Bloomfilters are a powerful tool for approximate set membership queries. They efficiently determine whether an element is possibly in a set, with minimal memory overhead. However, like any probabilistic data structure, Bloomfilters come with a trade-off: the potential for false positives. Understanding and quantifying the probability of false positives is crucial for effectively utilizing Bloomfilters in various applications. In this blog post, we explore how to calculate the false positive probability of a Bloomfilter.

Computing the False Positive Probability

Use the following form to compute the false positive probability of a Bloomfilter.

Parameters
Number of items that have been inserted:
Invalid input
Size of the Bloomfilter in number of bits:
Invalid input
Number of hash functions:
(leave empty to use the optimal number of hash functions)

• **Dataset extract**:
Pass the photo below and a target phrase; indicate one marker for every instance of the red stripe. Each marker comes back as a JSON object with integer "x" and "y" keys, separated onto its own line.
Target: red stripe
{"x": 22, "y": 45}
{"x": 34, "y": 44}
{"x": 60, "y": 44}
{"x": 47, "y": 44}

• **To be done**:
Reproduce the part of the Bloomfilter page between "Computing the False" and "of hash functions)", inclusive. The entries are separate material and have nothing to do with the Bloomfilter page.

• **Expected answer**:
Computing the False Positive Probability

Use the following form to compute the false positive probability of a Bloomfilter.

Parameters
Number of items that have been inserted:
Invalid input
Size of the Bloomfilter in number of bits:
Invalid input
Number of hash functions:
(leave empty to use the optimal number of hash functions)